# [Work required]
Please copy out the entries below exactly, beginning with the line that contains "170L335 168L331 165L324" and ending with the line that contains "181L53 190L56 239L42", and include nothing outside that span.

# [Given records]
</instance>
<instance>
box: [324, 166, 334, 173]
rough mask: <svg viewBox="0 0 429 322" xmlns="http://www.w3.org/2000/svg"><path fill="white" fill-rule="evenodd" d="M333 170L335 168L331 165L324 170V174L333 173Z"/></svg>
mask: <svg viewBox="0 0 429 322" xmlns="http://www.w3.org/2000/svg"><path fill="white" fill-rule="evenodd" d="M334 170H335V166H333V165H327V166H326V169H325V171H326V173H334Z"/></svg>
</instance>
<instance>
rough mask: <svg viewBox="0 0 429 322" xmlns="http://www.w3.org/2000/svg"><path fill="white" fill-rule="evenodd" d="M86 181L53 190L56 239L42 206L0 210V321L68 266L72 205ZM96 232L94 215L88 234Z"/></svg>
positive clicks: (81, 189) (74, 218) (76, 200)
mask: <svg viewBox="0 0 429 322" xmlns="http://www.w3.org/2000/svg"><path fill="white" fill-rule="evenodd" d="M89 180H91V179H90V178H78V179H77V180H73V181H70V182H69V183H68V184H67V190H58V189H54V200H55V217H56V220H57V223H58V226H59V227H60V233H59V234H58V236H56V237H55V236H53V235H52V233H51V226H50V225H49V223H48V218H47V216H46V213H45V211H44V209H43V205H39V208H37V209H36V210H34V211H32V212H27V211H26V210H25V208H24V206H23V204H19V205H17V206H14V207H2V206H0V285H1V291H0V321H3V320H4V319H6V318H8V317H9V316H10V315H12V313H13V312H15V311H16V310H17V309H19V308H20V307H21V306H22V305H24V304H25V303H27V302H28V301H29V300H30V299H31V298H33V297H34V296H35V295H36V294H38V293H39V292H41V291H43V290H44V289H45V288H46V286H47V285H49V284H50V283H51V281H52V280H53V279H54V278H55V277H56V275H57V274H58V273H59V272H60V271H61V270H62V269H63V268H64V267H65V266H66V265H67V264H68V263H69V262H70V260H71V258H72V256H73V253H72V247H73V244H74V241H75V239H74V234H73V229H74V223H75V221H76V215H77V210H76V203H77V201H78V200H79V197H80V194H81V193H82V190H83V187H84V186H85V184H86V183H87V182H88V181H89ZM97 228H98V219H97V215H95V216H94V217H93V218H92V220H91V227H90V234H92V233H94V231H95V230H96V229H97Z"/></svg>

# [Written reply]
rough mask: <svg viewBox="0 0 429 322" xmlns="http://www.w3.org/2000/svg"><path fill="white" fill-rule="evenodd" d="M333 170L335 168L331 165L324 170V174L333 173Z"/></svg>
mask: <svg viewBox="0 0 429 322" xmlns="http://www.w3.org/2000/svg"><path fill="white" fill-rule="evenodd" d="M334 170H335V166H333V165H327V166H326V169H325V171H326V173H334Z"/></svg>
</instance>
<instance>
rough mask: <svg viewBox="0 0 429 322" xmlns="http://www.w3.org/2000/svg"><path fill="white" fill-rule="evenodd" d="M86 181L53 190L56 239L42 206L0 210V321L68 266L72 205ZM96 232L94 215L88 234Z"/></svg>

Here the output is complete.